Free-text object descriptions:
# # # #
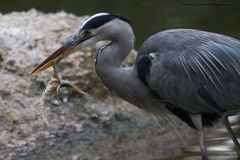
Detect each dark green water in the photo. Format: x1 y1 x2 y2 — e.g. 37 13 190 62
1 0 240 47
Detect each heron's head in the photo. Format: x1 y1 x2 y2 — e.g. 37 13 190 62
32 13 131 75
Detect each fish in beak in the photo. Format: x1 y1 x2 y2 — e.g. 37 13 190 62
31 34 93 76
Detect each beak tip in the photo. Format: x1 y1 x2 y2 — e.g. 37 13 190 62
31 72 36 76
31 61 54 76
31 70 39 76
31 35 79 76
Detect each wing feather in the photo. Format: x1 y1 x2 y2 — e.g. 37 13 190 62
137 29 240 114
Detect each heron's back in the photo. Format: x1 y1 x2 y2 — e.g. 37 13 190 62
136 29 240 115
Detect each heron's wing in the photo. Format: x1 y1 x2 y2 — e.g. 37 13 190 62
136 29 240 114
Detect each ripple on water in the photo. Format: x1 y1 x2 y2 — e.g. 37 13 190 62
158 115 240 160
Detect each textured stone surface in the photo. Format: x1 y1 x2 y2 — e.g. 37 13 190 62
0 9 194 160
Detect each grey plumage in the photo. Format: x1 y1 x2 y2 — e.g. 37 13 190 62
32 13 240 160
139 29 240 114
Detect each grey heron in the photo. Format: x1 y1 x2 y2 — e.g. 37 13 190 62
32 13 240 160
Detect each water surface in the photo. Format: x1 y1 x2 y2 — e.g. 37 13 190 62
0 0 240 47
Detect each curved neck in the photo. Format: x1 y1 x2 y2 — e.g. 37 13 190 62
95 29 136 99
96 30 135 67
95 31 165 113
95 23 135 91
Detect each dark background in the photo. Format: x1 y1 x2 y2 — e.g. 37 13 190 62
0 0 240 47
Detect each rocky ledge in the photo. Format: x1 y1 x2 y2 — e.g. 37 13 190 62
0 9 194 160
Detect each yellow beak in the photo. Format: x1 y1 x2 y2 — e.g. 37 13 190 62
31 35 92 76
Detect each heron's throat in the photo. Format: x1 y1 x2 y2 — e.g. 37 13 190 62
96 32 134 67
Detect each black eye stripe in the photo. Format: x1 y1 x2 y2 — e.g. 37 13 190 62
82 14 131 30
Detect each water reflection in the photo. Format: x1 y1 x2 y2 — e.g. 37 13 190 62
159 116 240 160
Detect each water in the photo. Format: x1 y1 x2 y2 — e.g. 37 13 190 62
0 0 240 47
159 116 240 160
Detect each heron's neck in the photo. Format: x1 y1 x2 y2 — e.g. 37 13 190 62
95 33 157 108
95 26 135 87
95 34 165 112
95 31 136 98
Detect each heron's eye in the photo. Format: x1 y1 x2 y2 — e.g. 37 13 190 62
83 30 91 36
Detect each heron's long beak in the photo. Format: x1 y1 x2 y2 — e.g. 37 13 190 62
31 34 92 76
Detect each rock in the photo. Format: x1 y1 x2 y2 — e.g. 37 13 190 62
0 9 194 160
18 124 32 136
7 111 18 123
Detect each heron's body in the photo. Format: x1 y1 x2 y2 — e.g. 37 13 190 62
32 13 240 160
139 29 240 113
96 28 240 129
138 29 240 125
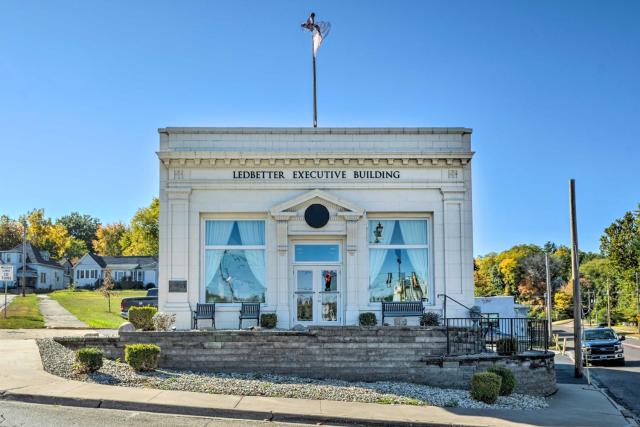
# # # #
■ Work task
With the pictures excluded, retype the records above verbatim.

■ Task output
Detect each dark green water in the photo. Format: x1 y1 x2 y2 — e.g. 37 13 190 62
1 0 240 47
Detect each heron's head in the photo. Format: x1 y1 x2 y2 — e.g. 37 13 190 62
32 13 131 75
Detect each fish in beak in the photo. Format: x1 y1 x2 y2 — e.g. 37 13 190 62
31 34 93 76
Detect each beak tip in the photo. Format: x1 y1 x2 y2 — e.g. 37 13 190 62
31 72 36 76
31 61 54 76
31 70 39 76
31 35 79 76
Detect each wing feather in the photo. Format: x1 y1 x2 y2 — e.g. 37 13 190 62
137 29 240 114
Detect each heron's back in the photo. Format: x1 y1 x2 y2 — e.g. 37 13 190 62
136 29 240 115
Detect each heron's wing in the photo. Format: x1 y1 x2 y2 — e.g. 37 13 190 62
136 29 240 114
Detect each ripple on water in the photo. Format: x1 y1 x2 y2 — e.g. 37 13 190 62
158 115 240 160
Detect each textured stone surface in the photo. Format: x1 y1 x2 y2 — e.g. 37 13 190 62
0 9 194 160
Detect each grey plumage in the photo. Format: x1 y1 x2 y2 — e.g. 37 13 190 62
32 13 240 160
139 29 240 114
Detect each grey heron in the photo. Format: x1 y1 x2 y2 — e.g. 37 13 190 62
32 13 240 160
Detect each water surface in the photo. Format: x1 y1 x2 y2 — e.g. 37 13 190 62
0 0 240 47
Detect each curved neck in the photo. Format: x1 y1 x2 y2 — e.g. 37 13 190 62
95 29 136 99
96 30 135 67
95 31 165 113
95 23 135 91
Detect each dark background in the photo. Format: x1 y1 x2 y2 — e.g. 37 13 190 62
0 0 240 47
Detect each rocky ledge in the photo. Format: x1 y1 x2 y2 — e.g. 37 13 190 62
0 9 194 160
Detect each yellow beak in the photo. Format: x1 y1 x2 y2 — e.g. 37 13 190 62
31 35 92 76
Detect each heron's throat in the photo. Format: x1 y1 x2 y2 — e.g. 37 13 190 62
96 32 134 67
Detect each black eye stripe in the photo. Format: x1 y1 x2 y2 — e.g. 37 13 190 62
82 14 131 30
Detect each water reflection in the photo. Format: x1 y1 x2 y2 — e.g. 37 13 190 62
159 116 240 160
Detect each water in the photo. Format: x1 y1 x2 y2 — e.g. 37 13 190 62
0 0 240 47
159 116 240 160
Detect each heron's neck in the photo. Format: x1 y1 x2 y2 — e.g. 37 13 190 62
95 33 157 108
95 26 135 87
95 34 165 112
95 31 136 98
Detect each heron's eye in the photo. Format: x1 y1 x2 y2 — e.g. 37 13 190 62
83 30 91 36
Detect each heron's long beak in the photo. Format: x1 y1 x2 y2 — e.g. 37 13 190 62
31 34 92 76
Detect each rock in the photo. Format: x1 y1 x2 y2 — e.g. 37 13 190 62
0 9 194 160
18 124 32 136
7 111 18 123
Detect each heron's body in the photo. Format: x1 y1 x2 y2 — e.g. 37 13 190 62
32 13 240 160
139 29 240 113
96 28 240 129
138 29 240 125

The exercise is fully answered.